### Objet de l'exercice
Reprenez l'entretien sur le matériel son de la tournée de Messmer et poursuivez-le à partir de sa dernière phrase.

### Texte extrait

Brieuc : Ça se passe bien ! Préalablement, j’ai dû dessiner mes racks et leur envoyer. J’ai également dû établir un listing des bottes de câbles que je souhaitais avoir pour la tournée. Une fois arrivés chez Dushow, un technicien son nous accompagne en permanence. Il a préalablement réalisé les bottes de câbles et les racks. Rien n’est patché, on n’a plus qu’à le faire à notre manière.

Le rack tel que conçu chez Dushow. Remarquez les 3 quad receiver Shure. Le second en backup du premier.

SLU : Qu’as-tu choisi comme hardware ?

Brieuc : En micro, un DPA 4088, en HF on utilise de l’ULXD Shure, en processing système du Lake et, sur la voix de Messmer, j’ai un préampli à lampes Millennia STT-1 suivi d’un Distressor. Afin d’éviter tout souci, le DPA est envoyé une fois dans le Madirack et une seconde dans le Millenia. Comme ça, si j’ai un problème avec le Millennia, je bascule simplement l’input dans ma console afin de by-passer la ligne analogique.

SLU : Pourquoi le choix du Millennia ?

Le Millenia et son Distressor en série. A l’écoute, impossible de douter de l’efficacité du duo hardware.

Brieuc : Je ne gère pas la facturation entre Dushow et la boîte de production de Messmer, mais j’ai cru comprendre qu’ils fonctionnent par package.
Que je prenne un Millennia, un API ou un Neve, le prix reste le même. J’ai donc demandé un préampli à lampe chez Dushow lors de ma préprod et ils m’ont ouvert les portes d’un local plein de préamplis.
Bastien et moi n’avions plus qu’à choisir ! On a pris une demi-journée pour tester l’appareil qui nous convenait le mieux et on s‘est arrêté sur le STT-1.

SLU : Tu ne prends pas de matos perso sur la tournée ?

Brieuc : Uniquement ma carte son et mon Smaart. Le reste est fourni par Dushow. Au début je venais avec un Lake qui m’appartenait et après réflexion je me suis rendu compte qu’il était plus intéressant de prendre ceux fournis par le prestataire de la tournée. L’énorme avantage, c’est que, s’il y a un souci technique, il sera géré directement par ce dernier. Imaginez que j’apporte ma console et que celle-ci tombe en panne… C’est ma responsabilité qui est en jeu. Difficile d’assumer ça alors que je suis en tournée.

SLU : Tu tournes avec quoi comme système ?

Brieuc : Chez Dushow, le choix est restreint entre du Meyer et du L-Acoustics. On a choisi les boîtes brunes car elles sont beaucoup moins lourdes. Parfois on fait des petites salles avec des perches assez limitées en termes de charge maximale. C’était le plus pertinent.

Les 48 Kara avec lesquels Brieuc tourne sur sa tournée « petites salles ».

(Enregistrements stockés d'une collection)

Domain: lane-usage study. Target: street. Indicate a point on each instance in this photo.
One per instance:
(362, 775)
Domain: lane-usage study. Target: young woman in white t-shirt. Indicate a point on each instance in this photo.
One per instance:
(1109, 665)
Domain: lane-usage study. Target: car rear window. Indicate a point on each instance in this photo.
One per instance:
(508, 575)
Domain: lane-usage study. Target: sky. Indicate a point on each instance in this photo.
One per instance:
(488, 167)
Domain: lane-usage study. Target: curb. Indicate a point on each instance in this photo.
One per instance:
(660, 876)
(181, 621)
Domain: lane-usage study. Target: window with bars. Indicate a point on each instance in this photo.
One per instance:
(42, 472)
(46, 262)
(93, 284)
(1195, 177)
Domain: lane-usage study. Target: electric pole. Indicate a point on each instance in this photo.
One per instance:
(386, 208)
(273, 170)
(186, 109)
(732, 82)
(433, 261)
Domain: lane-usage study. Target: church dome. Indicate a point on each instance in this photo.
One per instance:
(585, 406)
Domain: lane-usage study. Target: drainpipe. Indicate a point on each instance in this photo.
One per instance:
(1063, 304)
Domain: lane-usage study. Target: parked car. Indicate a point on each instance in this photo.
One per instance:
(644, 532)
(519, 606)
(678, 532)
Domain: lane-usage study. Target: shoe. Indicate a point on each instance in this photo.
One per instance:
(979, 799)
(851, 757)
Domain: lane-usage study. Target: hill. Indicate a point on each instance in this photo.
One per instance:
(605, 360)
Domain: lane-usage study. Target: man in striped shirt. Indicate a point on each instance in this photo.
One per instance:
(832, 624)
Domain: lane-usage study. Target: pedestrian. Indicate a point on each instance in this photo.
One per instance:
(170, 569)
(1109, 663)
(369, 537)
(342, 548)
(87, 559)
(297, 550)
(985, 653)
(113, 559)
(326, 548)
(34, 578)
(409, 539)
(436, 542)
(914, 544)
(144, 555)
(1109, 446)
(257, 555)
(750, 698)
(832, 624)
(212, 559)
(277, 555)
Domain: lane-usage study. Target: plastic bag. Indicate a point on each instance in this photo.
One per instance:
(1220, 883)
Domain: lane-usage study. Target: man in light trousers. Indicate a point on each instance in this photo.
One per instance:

### Réponse attendue
On tourne soit avec du Kara pour les petites salles soit avec du K2 quand on fait la tournée Arena. Du coup, chaque matin, en fonction de la salle, je choisis le nombre de boîtes que je vais utiliser et je monte mon PA à ma manière.

Les 2×4 boîtes de Kiva permettent à Messmer de garder les gens sous hypnose du début à la fin. L’EQ de Brieuc sur sa SD11 lui permet d’avoir un niveau très élevé malgré la sensibilité du DPA 4088.

En cinq années de tournées je peux dire que j’ai calé le système dans au moins 200 salles en France, au moins quatre fois tous les Zéniths. Pour un mec qui aime bien caler c’est le bonheur.
Même si j’ai déjà fait 3 fois le Zénith de Lille, je ne vais pas me servir de mon preset mais au contraire je vais repartir à zéro dans l’idée d’optimiser. La seule salle pour laquelle je récupère ma simulation, c’est le justement le Grand Rex.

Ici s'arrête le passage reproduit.